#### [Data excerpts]
——————————
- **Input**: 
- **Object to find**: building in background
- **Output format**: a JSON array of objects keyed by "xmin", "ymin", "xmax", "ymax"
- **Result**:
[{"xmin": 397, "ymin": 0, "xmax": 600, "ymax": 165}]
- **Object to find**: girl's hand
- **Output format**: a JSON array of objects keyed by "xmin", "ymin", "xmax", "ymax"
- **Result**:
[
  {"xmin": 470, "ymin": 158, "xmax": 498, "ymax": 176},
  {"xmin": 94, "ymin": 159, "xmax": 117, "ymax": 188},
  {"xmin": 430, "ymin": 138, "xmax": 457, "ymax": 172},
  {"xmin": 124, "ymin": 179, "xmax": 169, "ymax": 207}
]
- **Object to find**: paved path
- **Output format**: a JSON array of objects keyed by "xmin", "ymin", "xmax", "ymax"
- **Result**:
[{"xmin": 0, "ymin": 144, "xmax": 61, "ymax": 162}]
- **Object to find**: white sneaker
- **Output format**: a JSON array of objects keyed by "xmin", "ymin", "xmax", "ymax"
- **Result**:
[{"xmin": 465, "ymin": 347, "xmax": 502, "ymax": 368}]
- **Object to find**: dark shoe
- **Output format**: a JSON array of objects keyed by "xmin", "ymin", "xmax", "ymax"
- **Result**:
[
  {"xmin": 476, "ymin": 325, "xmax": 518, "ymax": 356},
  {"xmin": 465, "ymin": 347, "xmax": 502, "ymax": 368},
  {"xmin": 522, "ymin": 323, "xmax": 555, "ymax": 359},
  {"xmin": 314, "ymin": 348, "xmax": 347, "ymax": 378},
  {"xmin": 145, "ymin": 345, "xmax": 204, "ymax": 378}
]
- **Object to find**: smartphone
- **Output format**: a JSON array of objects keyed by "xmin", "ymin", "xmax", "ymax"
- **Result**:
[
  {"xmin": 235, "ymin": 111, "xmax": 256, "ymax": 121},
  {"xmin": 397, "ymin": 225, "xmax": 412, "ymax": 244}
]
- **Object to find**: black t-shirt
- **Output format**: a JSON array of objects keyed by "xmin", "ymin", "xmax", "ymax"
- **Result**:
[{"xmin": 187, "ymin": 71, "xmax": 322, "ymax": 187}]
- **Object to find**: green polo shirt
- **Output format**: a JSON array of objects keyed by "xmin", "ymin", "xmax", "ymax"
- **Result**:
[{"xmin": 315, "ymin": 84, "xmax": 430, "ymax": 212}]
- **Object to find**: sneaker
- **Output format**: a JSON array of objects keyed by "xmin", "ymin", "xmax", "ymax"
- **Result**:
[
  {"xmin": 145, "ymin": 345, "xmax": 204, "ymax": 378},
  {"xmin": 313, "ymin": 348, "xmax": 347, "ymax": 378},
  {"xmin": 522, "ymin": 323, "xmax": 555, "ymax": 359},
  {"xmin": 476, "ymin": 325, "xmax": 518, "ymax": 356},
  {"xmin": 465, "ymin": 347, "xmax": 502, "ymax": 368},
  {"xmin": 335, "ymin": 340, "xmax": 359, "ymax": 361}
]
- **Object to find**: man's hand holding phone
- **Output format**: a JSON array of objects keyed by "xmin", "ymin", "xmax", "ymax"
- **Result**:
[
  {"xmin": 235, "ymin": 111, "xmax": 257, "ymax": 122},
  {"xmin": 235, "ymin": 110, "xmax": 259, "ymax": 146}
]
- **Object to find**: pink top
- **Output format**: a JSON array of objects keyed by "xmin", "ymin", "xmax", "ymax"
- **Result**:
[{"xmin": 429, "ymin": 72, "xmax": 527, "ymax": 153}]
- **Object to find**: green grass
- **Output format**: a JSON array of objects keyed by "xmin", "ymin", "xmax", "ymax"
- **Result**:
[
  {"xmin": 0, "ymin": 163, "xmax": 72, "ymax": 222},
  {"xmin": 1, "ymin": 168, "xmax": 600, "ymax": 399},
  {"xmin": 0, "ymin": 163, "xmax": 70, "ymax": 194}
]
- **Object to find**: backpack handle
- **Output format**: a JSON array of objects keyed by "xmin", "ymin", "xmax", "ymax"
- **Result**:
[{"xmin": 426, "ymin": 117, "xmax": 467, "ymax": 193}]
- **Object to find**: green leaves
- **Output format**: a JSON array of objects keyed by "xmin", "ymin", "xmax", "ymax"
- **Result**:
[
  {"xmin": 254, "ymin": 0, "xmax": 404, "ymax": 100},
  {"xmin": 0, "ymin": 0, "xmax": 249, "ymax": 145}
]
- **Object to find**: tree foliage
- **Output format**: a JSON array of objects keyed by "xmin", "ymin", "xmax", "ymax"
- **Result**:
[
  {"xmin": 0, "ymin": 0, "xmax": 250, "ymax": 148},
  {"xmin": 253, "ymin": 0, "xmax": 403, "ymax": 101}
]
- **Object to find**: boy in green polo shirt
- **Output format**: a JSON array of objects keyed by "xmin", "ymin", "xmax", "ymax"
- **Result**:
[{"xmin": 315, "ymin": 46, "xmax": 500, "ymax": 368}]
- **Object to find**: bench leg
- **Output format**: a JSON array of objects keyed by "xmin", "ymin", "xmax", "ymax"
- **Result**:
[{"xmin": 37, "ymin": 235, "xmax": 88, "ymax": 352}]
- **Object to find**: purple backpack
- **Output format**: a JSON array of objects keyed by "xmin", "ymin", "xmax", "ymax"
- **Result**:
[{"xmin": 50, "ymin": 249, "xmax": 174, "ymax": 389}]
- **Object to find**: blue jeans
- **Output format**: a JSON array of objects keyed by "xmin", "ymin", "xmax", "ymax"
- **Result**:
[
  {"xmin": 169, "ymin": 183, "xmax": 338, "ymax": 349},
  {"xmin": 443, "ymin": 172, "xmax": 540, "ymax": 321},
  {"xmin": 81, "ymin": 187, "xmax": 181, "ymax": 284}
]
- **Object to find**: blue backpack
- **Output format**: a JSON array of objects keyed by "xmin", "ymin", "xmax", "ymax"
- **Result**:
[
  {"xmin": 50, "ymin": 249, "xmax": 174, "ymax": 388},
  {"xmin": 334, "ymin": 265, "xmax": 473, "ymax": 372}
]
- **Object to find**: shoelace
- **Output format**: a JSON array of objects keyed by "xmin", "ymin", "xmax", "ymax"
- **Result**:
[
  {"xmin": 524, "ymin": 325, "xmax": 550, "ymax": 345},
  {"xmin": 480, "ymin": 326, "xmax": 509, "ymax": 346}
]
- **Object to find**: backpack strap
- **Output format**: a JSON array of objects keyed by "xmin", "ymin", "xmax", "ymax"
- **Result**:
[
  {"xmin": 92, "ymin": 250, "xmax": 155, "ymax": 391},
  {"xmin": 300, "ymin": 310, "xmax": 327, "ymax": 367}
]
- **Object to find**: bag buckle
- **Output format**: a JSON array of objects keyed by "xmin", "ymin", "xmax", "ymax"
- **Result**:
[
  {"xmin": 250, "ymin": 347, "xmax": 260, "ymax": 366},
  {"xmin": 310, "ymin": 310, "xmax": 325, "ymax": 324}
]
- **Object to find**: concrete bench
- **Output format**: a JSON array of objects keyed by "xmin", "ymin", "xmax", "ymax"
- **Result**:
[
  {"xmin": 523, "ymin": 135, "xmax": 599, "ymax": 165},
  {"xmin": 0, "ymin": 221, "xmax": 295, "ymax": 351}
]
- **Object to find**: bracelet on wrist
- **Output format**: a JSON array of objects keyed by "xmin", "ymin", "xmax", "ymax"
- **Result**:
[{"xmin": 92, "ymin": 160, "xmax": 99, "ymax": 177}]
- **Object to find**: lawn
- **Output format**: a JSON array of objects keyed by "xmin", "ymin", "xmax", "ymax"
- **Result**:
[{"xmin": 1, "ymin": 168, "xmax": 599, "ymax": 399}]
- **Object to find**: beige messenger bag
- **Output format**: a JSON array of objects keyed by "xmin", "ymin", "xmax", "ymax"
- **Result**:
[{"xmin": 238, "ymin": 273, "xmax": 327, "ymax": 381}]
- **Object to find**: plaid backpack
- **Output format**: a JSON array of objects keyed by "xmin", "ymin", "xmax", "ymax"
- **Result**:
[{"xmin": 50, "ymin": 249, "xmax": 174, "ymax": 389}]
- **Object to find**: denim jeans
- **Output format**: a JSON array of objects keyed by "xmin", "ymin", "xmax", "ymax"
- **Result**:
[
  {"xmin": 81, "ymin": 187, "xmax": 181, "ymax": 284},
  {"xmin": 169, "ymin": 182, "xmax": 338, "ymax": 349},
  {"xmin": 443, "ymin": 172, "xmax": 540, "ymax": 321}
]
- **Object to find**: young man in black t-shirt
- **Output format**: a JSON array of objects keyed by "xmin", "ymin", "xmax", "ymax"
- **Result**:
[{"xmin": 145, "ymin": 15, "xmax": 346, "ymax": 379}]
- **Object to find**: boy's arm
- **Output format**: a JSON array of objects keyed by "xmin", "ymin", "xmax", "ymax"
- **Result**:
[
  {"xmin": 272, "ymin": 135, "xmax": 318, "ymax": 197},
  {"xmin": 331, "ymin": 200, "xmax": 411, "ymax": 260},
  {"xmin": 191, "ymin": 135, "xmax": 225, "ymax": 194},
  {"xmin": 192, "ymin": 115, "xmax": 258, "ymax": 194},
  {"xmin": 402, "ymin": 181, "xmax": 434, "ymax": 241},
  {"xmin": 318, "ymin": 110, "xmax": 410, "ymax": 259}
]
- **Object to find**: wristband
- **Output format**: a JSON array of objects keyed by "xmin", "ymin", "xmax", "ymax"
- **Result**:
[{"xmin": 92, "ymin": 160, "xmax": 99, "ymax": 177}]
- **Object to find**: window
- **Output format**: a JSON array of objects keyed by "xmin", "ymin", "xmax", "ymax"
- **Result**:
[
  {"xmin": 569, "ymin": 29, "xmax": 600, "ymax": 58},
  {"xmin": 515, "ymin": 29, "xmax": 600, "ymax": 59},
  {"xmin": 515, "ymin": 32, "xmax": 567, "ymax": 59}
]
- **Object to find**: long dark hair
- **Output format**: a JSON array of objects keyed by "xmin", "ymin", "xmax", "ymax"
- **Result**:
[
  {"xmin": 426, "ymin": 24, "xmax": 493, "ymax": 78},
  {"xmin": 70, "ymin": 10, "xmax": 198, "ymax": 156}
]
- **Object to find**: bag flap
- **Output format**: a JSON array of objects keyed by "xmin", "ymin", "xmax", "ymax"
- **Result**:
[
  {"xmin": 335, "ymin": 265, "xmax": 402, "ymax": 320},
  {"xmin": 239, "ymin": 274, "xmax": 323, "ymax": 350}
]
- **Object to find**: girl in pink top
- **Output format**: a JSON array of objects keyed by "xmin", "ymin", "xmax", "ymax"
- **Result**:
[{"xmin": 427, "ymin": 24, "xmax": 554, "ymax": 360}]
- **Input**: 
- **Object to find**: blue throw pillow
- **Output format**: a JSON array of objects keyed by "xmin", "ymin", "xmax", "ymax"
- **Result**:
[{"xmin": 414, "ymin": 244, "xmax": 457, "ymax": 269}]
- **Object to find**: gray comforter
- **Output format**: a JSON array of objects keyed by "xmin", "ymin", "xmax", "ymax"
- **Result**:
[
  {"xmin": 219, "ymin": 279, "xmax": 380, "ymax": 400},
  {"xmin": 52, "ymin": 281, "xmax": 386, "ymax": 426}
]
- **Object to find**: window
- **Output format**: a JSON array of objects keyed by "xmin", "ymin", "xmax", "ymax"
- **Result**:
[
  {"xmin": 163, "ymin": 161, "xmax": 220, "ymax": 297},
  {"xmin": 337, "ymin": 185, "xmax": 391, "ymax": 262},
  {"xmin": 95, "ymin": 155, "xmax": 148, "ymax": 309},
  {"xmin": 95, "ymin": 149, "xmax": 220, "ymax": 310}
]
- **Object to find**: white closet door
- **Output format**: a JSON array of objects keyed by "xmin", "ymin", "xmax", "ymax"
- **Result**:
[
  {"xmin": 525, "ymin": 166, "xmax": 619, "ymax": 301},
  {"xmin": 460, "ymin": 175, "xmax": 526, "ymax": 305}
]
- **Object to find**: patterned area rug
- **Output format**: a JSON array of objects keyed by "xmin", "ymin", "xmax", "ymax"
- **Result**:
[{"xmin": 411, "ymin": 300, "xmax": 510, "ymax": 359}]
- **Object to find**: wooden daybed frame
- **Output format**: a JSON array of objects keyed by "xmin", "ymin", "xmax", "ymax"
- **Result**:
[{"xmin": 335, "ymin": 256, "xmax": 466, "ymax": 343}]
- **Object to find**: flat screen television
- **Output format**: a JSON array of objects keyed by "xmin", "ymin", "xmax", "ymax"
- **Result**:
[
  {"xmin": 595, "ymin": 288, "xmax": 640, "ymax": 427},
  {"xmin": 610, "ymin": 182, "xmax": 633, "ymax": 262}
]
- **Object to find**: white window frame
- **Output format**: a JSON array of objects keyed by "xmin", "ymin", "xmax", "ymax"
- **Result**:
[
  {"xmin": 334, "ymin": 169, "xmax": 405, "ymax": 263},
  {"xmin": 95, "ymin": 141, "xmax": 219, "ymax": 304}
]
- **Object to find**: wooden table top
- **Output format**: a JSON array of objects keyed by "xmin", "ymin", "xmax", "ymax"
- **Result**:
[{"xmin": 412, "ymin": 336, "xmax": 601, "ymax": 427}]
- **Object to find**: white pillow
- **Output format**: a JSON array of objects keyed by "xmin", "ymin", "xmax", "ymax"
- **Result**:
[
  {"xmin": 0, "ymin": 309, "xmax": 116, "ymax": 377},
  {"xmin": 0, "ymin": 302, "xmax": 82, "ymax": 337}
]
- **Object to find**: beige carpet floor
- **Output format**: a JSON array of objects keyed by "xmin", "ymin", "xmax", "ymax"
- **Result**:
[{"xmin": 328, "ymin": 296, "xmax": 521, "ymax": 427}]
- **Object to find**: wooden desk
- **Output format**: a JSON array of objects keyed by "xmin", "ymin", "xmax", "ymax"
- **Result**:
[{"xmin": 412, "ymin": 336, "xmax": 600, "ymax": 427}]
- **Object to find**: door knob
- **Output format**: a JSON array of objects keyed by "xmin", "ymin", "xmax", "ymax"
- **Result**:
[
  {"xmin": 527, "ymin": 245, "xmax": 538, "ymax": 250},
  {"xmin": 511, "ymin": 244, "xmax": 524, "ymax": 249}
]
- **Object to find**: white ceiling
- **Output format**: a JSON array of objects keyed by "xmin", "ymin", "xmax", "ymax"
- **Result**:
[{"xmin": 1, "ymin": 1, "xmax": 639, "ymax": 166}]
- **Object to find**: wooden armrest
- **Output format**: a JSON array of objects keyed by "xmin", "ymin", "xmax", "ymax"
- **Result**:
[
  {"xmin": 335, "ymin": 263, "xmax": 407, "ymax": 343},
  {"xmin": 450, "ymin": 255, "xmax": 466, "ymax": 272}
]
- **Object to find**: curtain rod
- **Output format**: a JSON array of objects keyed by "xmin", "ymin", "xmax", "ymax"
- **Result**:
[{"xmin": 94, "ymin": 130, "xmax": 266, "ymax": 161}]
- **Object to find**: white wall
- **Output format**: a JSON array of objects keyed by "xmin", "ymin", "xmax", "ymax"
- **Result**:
——————————
#### [ACTIVITY]
Look through the entries and find each line that has the string "jeans". Copy those lines.

#### [WRITTEN ANSWER]
- **Object to find**: blue jeans
- **Object to find**: denim jeans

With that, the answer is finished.